• Given task
Rewrite all of the items below with every "marker" replaced by "pin" and everything else left as it is. Leave the pictures out.

(Point annotation dataset items)

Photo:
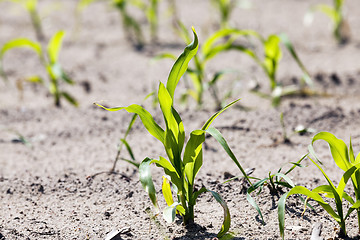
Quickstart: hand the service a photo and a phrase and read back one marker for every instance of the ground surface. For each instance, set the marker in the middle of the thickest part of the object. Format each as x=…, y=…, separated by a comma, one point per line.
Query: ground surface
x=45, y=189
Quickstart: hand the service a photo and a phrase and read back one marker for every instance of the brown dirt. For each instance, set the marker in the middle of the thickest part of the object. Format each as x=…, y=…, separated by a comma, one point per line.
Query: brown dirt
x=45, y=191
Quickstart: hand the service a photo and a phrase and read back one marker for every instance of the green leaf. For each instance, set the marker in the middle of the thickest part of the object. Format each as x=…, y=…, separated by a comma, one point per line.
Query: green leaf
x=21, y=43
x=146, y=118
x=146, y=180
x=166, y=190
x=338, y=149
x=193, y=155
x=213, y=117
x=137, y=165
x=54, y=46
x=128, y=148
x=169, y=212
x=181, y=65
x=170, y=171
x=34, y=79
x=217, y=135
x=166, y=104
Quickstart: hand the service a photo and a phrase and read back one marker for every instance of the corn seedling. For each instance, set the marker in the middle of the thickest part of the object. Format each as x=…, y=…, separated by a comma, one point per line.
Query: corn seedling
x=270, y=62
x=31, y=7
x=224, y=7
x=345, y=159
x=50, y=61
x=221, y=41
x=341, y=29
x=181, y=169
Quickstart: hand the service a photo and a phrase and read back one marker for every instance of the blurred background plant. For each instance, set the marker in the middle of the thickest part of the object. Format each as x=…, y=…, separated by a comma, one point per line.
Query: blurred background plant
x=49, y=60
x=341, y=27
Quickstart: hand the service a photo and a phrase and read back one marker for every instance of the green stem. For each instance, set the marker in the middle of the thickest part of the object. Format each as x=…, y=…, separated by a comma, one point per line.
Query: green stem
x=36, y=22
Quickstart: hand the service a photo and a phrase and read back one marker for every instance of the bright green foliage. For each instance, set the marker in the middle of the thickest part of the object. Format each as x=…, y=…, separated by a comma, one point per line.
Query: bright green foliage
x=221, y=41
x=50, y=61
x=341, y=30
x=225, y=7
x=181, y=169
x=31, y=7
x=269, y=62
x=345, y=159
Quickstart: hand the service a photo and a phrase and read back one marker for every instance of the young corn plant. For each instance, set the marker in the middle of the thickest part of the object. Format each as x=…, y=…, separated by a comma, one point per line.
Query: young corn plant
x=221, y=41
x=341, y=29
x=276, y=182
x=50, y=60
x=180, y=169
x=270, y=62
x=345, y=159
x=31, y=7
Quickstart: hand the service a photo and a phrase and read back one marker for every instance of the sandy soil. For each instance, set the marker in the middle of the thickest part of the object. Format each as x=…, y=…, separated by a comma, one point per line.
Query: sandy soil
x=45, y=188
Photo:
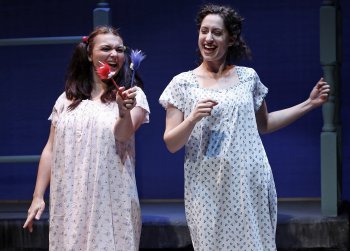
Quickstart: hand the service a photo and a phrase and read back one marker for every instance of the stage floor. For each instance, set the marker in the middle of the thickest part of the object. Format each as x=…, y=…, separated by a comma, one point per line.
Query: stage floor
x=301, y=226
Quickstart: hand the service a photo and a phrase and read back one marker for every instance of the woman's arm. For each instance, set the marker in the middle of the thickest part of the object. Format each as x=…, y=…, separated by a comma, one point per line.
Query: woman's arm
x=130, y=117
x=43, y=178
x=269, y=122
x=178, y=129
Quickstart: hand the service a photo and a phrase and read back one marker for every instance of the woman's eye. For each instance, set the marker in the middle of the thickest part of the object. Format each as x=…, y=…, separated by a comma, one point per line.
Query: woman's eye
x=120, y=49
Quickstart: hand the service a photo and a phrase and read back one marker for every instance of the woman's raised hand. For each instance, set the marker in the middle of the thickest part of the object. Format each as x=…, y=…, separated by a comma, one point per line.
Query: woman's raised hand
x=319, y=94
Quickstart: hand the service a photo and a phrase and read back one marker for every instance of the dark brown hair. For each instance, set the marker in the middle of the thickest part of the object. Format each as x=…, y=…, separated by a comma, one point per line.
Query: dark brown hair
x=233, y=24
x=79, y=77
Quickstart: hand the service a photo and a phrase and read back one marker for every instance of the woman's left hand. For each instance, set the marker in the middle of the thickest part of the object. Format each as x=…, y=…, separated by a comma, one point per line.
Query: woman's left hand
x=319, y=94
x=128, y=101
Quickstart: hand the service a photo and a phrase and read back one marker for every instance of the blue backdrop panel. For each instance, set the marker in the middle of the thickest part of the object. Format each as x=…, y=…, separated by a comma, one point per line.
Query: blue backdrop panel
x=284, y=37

• Problem solution
Photo:
Quickstart: hand the service a photo and a phrase and read back one pin for every instance of the ground surface. For each instance, set the pin in the middle of the thickest part of the object. Format each as x=…, y=…, separated by a comma, one point per line.
Query: ground surface
x=45, y=189
Quickstart: hand the service a photo and a phrase and read back one pin for every instance of the brown dirt. For each instance, set the pin in the middle of the thickest part of the object. Format each as x=…, y=…, separated by a comma, one point per line.
Query: brown dirt
x=45, y=191
Quickstart: hand the service a photo and a phrase and read back one pin for every instance of the green leaf. For each instance, set the pin in the middle of the thickest part of the object. Format each as x=…, y=…, separated by a comma, one point per line.
Query: green leaf
x=21, y=43
x=146, y=118
x=146, y=180
x=166, y=190
x=338, y=149
x=193, y=155
x=213, y=117
x=137, y=165
x=54, y=46
x=128, y=148
x=169, y=212
x=181, y=65
x=170, y=171
x=34, y=79
x=217, y=135
x=166, y=104
Quickstart: hand the service a photo and a phrase and read back one pin for every instance of the corn seedling. For each instance, set the pin in the middle of the thickest part of the object. Format each as x=…, y=…, separated by a comma, one point per line.
Query: corn seedling
x=270, y=62
x=31, y=7
x=224, y=7
x=345, y=159
x=50, y=61
x=221, y=41
x=341, y=29
x=181, y=169
Quickstart: hand the service a photo and a phrase and read back one pin for every instance of the blurred background plant. For each instance, set the pin in the middle of the thickest part of the object. Format each as x=…, y=…, separated by a comma, one point per line.
Query: blurred background plant
x=49, y=60
x=341, y=27
Quickstart: hand the service a photo and a phrase and read back one pin for every instance of the green stem. For each instance, set the pin in the middle of the thickest part of the object. Format each as x=…, y=…, separated by a comma, one point per line.
Query: green stem
x=36, y=22
Quickstart: hand the service a photo and a phrase and read back one pin for every instance of the bright green foliage. For each instance, set the pin in the middle of the thickest part of the object. Format each as x=…, y=…, separated by a comma, one point per line.
Query: bright green foliage
x=221, y=41
x=50, y=61
x=341, y=30
x=225, y=7
x=181, y=169
x=31, y=7
x=269, y=62
x=345, y=159
Quickstart: hand the service a photo and a phrase and read back one pin for every instance of the young corn plant. For each instance, set the pin in the middle of the thickest part of the object. Format each as x=…, y=…, separated by a comma, one point per line.
Query: young corn plant
x=221, y=41
x=341, y=29
x=276, y=182
x=50, y=60
x=180, y=169
x=270, y=62
x=345, y=159
x=31, y=7
Quickstart: hand the service a photo and a phrase and read back one pin for every instance of the sandy soil. For each instance, set the pin in the middle of the thickest part of the object. Format each as x=…, y=…, separated by a comma, one point per line.
Query: sandy soil
x=45, y=188
Photo:
Quickstart: hand the service a photo and a phrase and read back one pin for every instance of the stage floor. For each instance, set the pin in the middle of the thickest part of the object. Format each as x=…, y=…, separated by a comma, one point per line.
Query: stage floor
x=301, y=226
Quickstart: hand the service a photo and a phrase and read back one pin for every instance of the woman's arm. For each instance, set the pin in the middle of the thickest part of the object. Format each as x=…, y=…, separated by a comma, one point per line.
Query: woman's arm
x=130, y=117
x=43, y=178
x=269, y=122
x=178, y=129
Quickstart: hand the service a photo and a phrase and read back one pin for every instance of the woman's eye. For each instance, set the pin in the middle of the thickest part of the object. Format each as x=…, y=…, separated by a comma, one point per line.
Query: woman's eye
x=120, y=49
Quickstart: hand the service a photo and a phrase and read back one pin for every instance of the woman's raised hand. For each instance, set the pin in the middle of the thickest part of the object. Format each as x=…, y=…, separated by a comma, one point per line.
Query: woman's raised hand
x=319, y=94
Quickstart: hand the service a photo and a phrase and read back one pin for every instance of the dark brown hair. For each instance, set the pin in the middle of the thickest part of the object. Format each as x=…, y=…, separated by a comma, one point per line.
Query: dark brown hair
x=233, y=24
x=79, y=77
Quickstart: hand the service a photo and a phrase and read back one pin for every instance of the woman's left hand. For each instance, set the pin in the middle of the thickest part of the object. Format each as x=…, y=…, separated by a comma, one point per line.
Query: woman's left hand
x=319, y=94
x=128, y=101
Quickstart: hand the service a photo and a phrase and read back one pin for every instance of the blue backdrop panel. For each instance, set the pin in the middle of the thickest part of the object. Format each as x=…, y=…, separated by a comma, one point per line.
Query: blue backdrop panel
x=284, y=37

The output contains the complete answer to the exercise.